* _Texto_
——————
Deve-se lembrar que a devida autosuficiência dos `garotos do mangue` estava dissociada das possíveis oportunidades financeiras que chegaram a ter. Ao contrário do que já foi um dia, Recife não respirava mais aqueles ares fidalgos de inteligência burguesa, que a destacaram como metrópole-colônia. Chico Science estava mais interessado no conhecimento das ruas, na observação do comportamento mais adequado ante as inúmeras portas que batiam na cara da maioria sofredora. E aí, Chico faz o convite que soa claro em "Antene-se":"Onde estão os homens caranguejo? / Minha corda costuma sair de andada / No meio da rua, em cima das pontes / É só uma cabeça equilibrada em cima do corpo / Procurando antenar boas vibrações / Preocupando antenar boa diversão".

Tomando parte do discurso de um rapaz libertino, vagando pela conscientização de uma massa enganada com o rótulo de evoluída, Chico Science observa que esse espaço geográfico está mais que passível à violência. Ela virou cotidiano. A faixa-título passa essa ideia com eficácia, quando diz "um homem roubado nunca se engana", e situa dois personagens comuns praticando o ato falho do furto: "Peguei o balaio, fui na feira roubar tomate e cebola / Ia passando uma véia pegou a minha cenoura". É como se os dois atores sociais estivessem na mesma situação degradante, colocando no mesmo patamar o agente da classe média - no caso, a velha que vai fazer compras na feira -- e o miserável que tenta garantir a fartura ao ar livre. Ambos estão na mais baixa esfera da classificação capitalista. Na faixa, o peso dos riffs de Lúcio Maia dão um clima de sujeira, de desfavorecimento a essa situação.

O renascimento do groove é outras das predileções de Francisco de Assis França. "Samba Makossa", sexta faixa do álbum, é o exemplo típico. Makossa é um ritmo popular originário de Camarões, onde a ponderação do baixo e a presença da trompa ditam a musicalidade dançante. Não é bem um dos caminhos que Zero Quatro aponta em "Mistério do Samba", com o Mundo Livre S/A em 2000, mas, como em "A Praieira", é uma celebração à cultura popular miscigenada, herdada da mãe África. Há não muito tempo atrás, essa canção ficou conhecida nos vocais de Charlie Brown Jr. e Marcelo D2, com uma adaptação ao gosto da dupla, trocando o "bom da cabeça e um foguete no pé" - que associa a paz de natureza dos dançantes à cadência do samba -- por "bom da cabeça e o skate no pé" - interligando duas coisas distintas, como o samba e o skate, e apagando um pouco da maestria da composição.

Nesse groove de baque virado, Chico Neves, produtor musical de álbuns como Lado B, Lado A d`O Rappa, assina os samplers. É também de sua autoria as interferências eletrônicas em "Rios Pontes & Overdrives", "A Cidade", "Antene-se" e "Coco Dub (Afrociberdelia)".
——————
* _Seção de dados_
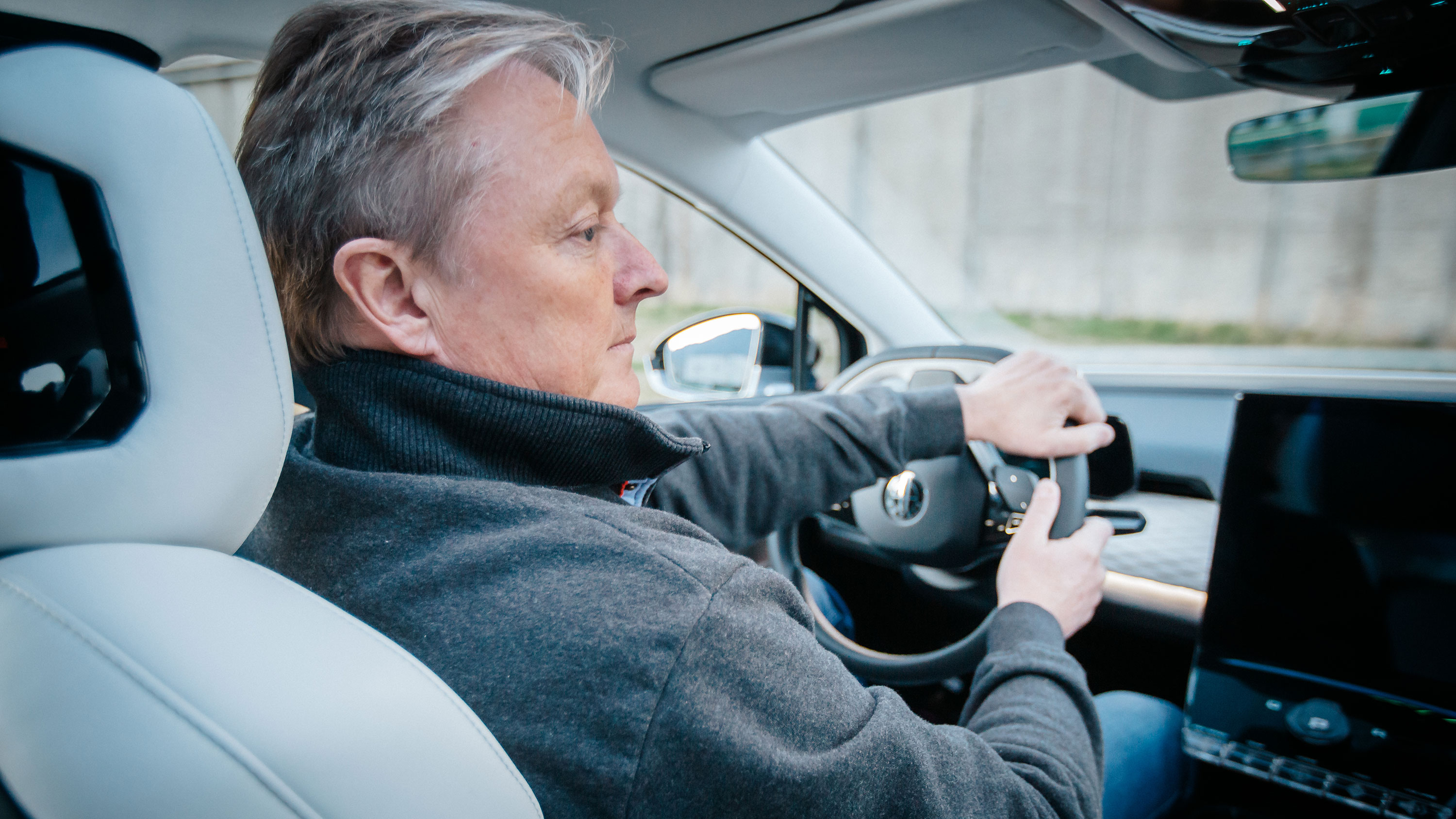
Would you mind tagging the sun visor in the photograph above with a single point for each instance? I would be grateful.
(878, 51)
——————
* _Enunciado_
Reproduza sem nenhuma alteração a parte do texto sobre Chico Science que vai de "O renascimento do" até "maestria da composição.".

* _Tarefa concluída_
O renascimento do groove é outras das predileções de Francisco de Assis França. "Samba Makossa", sexta faixa do álbum, é o exemplo típico. Makossa é um ritmo popular originário de Camarões, onde a ponderação do baixo e a presença da trompa ditam a musicalidade dançante. Não é bem um dos caminhos que Zero Quatro aponta em "Mistério do Samba", com o Mundo Livre S/A em 2000, mas, como em "A Praieira", é uma celebração à cultura popular miscigenada, herdada da mãe África. Há não muito tempo atrás, essa canção ficou conhecida nos vocais de Charlie Brown Jr. e Marcelo D2, com uma adaptação ao gosto da dupla, trocando o "bom da cabeça e um foguete no pé" - que associa a paz de natureza dos dançantes à cadência do samba -- por "bom da cabeça e o skate no pé" - interligando duas coisas distintas, como o samba e o skate, e apagando um pouco da maestria da composição.